▶ **Entries**
========================================================================

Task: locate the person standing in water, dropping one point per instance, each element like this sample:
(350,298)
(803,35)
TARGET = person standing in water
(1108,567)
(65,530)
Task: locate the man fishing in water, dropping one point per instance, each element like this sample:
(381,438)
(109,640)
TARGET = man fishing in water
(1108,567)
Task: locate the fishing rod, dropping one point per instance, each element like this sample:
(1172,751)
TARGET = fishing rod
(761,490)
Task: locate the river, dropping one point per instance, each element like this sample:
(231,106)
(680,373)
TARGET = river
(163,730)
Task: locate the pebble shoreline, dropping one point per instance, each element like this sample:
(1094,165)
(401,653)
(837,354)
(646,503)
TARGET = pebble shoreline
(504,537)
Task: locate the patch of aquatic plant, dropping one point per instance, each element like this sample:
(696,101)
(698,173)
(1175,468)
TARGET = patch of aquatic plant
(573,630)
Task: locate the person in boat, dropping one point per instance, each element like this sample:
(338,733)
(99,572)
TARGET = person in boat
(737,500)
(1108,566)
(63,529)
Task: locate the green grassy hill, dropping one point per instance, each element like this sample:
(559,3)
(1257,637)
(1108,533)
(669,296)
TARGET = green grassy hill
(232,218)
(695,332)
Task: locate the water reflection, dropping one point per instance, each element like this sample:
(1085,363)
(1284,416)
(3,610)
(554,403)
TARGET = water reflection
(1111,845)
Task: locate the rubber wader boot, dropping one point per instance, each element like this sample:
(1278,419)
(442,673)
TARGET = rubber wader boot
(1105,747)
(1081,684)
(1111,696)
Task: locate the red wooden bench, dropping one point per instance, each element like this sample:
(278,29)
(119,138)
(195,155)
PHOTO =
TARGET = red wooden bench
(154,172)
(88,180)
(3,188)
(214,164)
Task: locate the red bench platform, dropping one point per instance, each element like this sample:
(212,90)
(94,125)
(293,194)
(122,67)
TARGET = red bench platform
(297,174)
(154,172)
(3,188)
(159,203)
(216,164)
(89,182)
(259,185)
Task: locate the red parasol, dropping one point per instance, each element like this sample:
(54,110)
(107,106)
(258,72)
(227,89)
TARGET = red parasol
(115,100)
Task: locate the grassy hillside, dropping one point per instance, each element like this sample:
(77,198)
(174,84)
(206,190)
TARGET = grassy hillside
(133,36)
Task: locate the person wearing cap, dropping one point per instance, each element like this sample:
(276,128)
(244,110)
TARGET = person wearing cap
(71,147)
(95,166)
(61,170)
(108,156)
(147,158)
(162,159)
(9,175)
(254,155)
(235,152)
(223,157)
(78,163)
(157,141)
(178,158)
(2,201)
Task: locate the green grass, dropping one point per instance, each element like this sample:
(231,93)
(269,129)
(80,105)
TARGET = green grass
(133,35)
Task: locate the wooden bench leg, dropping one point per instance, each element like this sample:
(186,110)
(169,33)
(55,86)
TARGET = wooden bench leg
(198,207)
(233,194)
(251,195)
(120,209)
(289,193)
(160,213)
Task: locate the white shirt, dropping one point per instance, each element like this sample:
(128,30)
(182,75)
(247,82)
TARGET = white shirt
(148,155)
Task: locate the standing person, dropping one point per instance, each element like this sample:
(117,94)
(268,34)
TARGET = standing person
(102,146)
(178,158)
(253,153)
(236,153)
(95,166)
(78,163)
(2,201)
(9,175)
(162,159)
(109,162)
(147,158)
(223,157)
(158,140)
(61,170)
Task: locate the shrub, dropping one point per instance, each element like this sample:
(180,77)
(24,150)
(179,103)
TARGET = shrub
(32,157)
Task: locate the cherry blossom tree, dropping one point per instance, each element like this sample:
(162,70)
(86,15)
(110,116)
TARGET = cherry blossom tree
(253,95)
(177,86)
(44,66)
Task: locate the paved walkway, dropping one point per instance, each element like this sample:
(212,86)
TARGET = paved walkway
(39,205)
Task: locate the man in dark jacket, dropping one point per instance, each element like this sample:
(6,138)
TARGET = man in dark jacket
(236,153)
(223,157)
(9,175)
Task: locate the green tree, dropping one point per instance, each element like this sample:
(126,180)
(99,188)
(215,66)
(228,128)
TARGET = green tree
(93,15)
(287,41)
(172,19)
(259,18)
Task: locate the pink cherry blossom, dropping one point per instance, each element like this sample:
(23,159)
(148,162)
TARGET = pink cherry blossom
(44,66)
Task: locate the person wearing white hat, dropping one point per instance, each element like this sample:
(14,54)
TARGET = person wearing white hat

========================================================================

▶ **Task prompt**
Please extract every one of the lines above and reproduce them verbatim, with nothing altered, added, or left out.

▶ **Solution to this exercise**
Task: locate the person standing in water, dropping one point per instance, each element like this sample:
(350,298)
(803,35)
TARGET = person standing in water
(1108,567)
(65,530)
Task: locate the man fishing in water, dropping one point per instance, each element like this sample:
(381,438)
(109,640)
TARGET = man fishing in water
(1108,567)
Task: locate the fishing rod, dropping one point per instance, each element like this sample:
(1172,751)
TARGET = fishing rod
(761,490)
Task: locate the river, dropping one point per instance, each element like this sample:
(231,106)
(680,373)
TARGET = river
(163,730)
Task: locate the pebble shoreline, dropping one point per instance, each element like this sample:
(1094,165)
(401,653)
(837,354)
(646,503)
TARGET = pebble shoreline
(504,537)
Task: locate the patch of aquatic plant, dropping one point per instance, each element like this sample:
(696,101)
(698,173)
(1175,468)
TARGET = patch of aquatic plant
(573,630)
Task: locate the person in boat, dropping one point per instance, each element like this sample:
(338,733)
(99,572)
TARGET = person in boat
(737,500)
(1108,566)
(63,529)
Task: locate the green grassy hill, dropping one point per instance, each element like this sample:
(559,3)
(1257,637)
(1108,533)
(669,296)
TARGET = green grassy hill
(232,218)
(695,332)
Task: locate the water reflection, dropping one point per instance, each element like this sample:
(1085,363)
(1284,416)
(3,610)
(554,403)
TARGET = water reflection
(1111,845)
Task: locate the rubber wader boot, dropping one point per instance, each element like this sample:
(1278,419)
(442,673)
TARGET = rubber wader boot
(1105,747)
(1081,684)
(1111,696)
Task: locate the red wooden bench, dropping one point per instance, each element like this sample:
(278,29)
(119,138)
(195,155)
PHOTO =
TARGET = red wooden bench
(154,172)
(88,180)
(3,188)
(214,164)
Task: locate the red bench platform, dropping one point per instance, each element like this sample:
(212,90)
(94,125)
(293,194)
(122,67)
TARGET = red bench platform
(297,174)
(154,172)
(3,188)
(159,203)
(216,164)
(89,182)
(259,185)
Task: locate the red parasol, dropping one point per instance, each element like this sample:
(54,110)
(107,106)
(258,72)
(227,89)
TARGET = red parasol
(115,100)
Task: locate the grassy hillside, dropping one point per instance, each element like this sample:
(77,198)
(174,84)
(206,190)
TARGET = grassy hillside
(133,36)
Task: locate the person wearing cap, dropping one point per instance, each element like this sample:
(276,128)
(244,110)
TARGET = person wearing cap
(71,147)
(95,166)
(61,170)
(108,156)
(147,158)
(162,159)
(9,175)
(254,155)
(235,152)
(223,157)
(78,163)
(157,141)
(178,158)
(2,201)
Task: locate the green grass, dropping one point per instance, each element like this sample:
(231,93)
(269,129)
(80,105)
TARGET = green grass
(133,35)
Task: locate the wooden bench leg, dropping one point per instance, each element like this sample:
(186,110)
(169,33)
(55,86)
TARGET = wooden bench leg
(198,207)
(233,194)
(251,195)
(120,209)
(289,193)
(160,213)
Task: locate the white shirt, dropping one point per instance, each element like this sample:
(128,30)
(182,75)
(247,82)
TARGET = white shirt
(148,155)
Task: locate the standing person, dropping one point per instance, each element like this sample:
(117,94)
(268,34)
TARGET = standing person
(102,146)
(178,158)
(253,153)
(236,153)
(95,166)
(78,163)
(2,201)
(9,175)
(162,159)
(109,162)
(147,158)
(223,157)
(158,140)
(61,170)
Task: locate the shrub, dropping one point per instance, each element like this sample:
(180,77)
(24,150)
(179,103)
TARGET = shrub
(32,157)
Task: locate the cherry blossom tree, dropping one point per instance, each element like this sample:
(162,70)
(86,15)
(110,116)
TARGET = cherry blossom tree
(253,95)
(177,86)
(44,66)
Task: locate the paved walkway, dropping one point per instance, each element like this sample:
(212,86)
TARGET = paved walkway
(39,205)
Task: locate the man in dark jacket, dropping one point per instance, each element like this sample:
(6,138)
TARGET = man in dark jacket
(236,153)
(223,157)
(9,175)
Task: locate the green tree, dropping one point per instance, each element like this sample:
(126,180)
(99,188)
(215,66)
(228,128)
TARGET = green tree
(93,15)
(287,41)
(172,19)
(259,18)
Task: locate the pink cherry blossom, dropping one point per instance, each element like this sample:
(23,159)
(148,162)
TARGET = pink cherry blossom
(44,66)
Task: locate the person wearing white hat, dropping one point per instance, each element like this sample:
(14,54)
TARGET = person wearing white hat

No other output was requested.